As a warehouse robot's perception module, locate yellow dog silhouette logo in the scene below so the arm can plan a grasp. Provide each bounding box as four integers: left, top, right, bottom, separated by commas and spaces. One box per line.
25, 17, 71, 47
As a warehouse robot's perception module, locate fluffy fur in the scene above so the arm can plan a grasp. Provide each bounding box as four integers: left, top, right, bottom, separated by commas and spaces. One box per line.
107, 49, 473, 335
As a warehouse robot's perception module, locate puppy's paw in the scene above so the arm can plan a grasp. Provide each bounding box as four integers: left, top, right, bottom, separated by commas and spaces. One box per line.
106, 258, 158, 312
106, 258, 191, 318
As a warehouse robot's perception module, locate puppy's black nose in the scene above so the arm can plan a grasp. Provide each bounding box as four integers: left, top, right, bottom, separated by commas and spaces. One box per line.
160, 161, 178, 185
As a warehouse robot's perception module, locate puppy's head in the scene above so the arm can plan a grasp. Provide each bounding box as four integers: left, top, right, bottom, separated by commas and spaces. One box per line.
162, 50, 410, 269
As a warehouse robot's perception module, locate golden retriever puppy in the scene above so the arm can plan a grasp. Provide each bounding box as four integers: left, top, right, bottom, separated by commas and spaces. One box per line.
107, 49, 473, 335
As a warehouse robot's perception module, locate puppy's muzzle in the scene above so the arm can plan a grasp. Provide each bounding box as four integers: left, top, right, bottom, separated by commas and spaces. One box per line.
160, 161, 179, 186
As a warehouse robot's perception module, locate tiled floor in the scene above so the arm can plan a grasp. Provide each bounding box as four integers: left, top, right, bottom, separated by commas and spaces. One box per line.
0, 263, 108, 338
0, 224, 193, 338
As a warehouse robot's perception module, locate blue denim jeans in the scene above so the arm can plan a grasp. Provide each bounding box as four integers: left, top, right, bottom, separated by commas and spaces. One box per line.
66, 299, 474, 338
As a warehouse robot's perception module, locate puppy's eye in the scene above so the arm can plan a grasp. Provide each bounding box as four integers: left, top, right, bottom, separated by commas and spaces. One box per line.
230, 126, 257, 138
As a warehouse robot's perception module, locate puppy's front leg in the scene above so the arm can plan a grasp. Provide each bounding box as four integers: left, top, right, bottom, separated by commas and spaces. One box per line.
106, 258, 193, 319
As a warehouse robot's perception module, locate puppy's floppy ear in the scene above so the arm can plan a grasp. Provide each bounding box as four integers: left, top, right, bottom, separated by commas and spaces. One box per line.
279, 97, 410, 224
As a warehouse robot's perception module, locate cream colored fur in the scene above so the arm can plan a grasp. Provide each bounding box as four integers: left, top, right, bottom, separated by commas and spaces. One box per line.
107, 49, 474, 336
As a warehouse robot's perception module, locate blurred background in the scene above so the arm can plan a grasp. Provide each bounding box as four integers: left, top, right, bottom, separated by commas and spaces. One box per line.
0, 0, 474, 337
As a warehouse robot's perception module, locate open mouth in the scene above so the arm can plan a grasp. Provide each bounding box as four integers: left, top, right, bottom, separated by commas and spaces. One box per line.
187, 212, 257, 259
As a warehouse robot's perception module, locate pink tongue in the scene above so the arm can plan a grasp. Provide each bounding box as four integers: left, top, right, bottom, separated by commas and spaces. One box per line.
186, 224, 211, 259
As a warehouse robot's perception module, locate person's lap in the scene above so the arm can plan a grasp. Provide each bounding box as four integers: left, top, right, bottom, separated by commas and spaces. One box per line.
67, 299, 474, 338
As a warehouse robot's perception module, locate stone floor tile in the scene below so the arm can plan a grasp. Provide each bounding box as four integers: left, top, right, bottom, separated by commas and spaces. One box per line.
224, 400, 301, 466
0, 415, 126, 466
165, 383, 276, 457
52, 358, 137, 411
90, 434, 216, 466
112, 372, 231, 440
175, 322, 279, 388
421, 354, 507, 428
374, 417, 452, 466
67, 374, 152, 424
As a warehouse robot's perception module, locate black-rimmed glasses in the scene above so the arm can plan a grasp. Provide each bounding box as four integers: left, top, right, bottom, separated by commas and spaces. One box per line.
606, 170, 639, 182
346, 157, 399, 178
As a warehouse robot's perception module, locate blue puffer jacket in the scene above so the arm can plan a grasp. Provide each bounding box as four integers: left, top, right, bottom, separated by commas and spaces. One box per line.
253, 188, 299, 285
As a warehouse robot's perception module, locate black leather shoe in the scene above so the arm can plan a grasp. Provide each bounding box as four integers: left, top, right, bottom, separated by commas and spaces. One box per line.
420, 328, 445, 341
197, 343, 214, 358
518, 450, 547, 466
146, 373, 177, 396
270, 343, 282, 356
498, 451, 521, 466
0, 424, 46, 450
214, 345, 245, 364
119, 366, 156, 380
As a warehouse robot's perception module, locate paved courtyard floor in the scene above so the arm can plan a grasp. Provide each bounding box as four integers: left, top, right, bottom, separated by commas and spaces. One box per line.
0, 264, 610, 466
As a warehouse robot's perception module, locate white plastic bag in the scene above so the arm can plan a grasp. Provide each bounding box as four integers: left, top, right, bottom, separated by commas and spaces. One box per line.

#### REQUIRED WORK
Reproduce the lines of the records from the line with "As a warehouse robot's perception module, locate black-rimmed" to the line with "119, 366, 156, 380", changing "blue puffer jacket" to "red puffer jacket" and leaving everything else unchanged.

#### WORKED ANSWER
As a warehouse robot's perception module, locate black-rimmed glasses in the scene above so the arm can plan a grasp. Provide each bounding box as four integers: left, top, right, bottom, separated by commas and spaces. One box per line.
606, 170, 639, 182
346, 157, 399, 178
As a warehouse robot's perception module, locate red puffer jacket in the scene above so the arm can plan a grasp. Provide each bounding box as four integers: left, top, right, bottom, separated by commas and spaces. One box per line.
253, 188, 299, 285
As a warehouse robot's perception module, locate black leather shoe in the scene above so the arm can plan a grasp. Provide each bounding box as four integers: left, top, right, bottom, separated by commas and spaces. One box per line.
420, 328, 445, 341
197, 343, 214, 358
518, 450, 547, 466
146, 373, 177, 396
270, 343, 282, 356
498, 451, 521, 466
0, 424, 46, 450
214, 345, 245, 364
119, 366, 156, 380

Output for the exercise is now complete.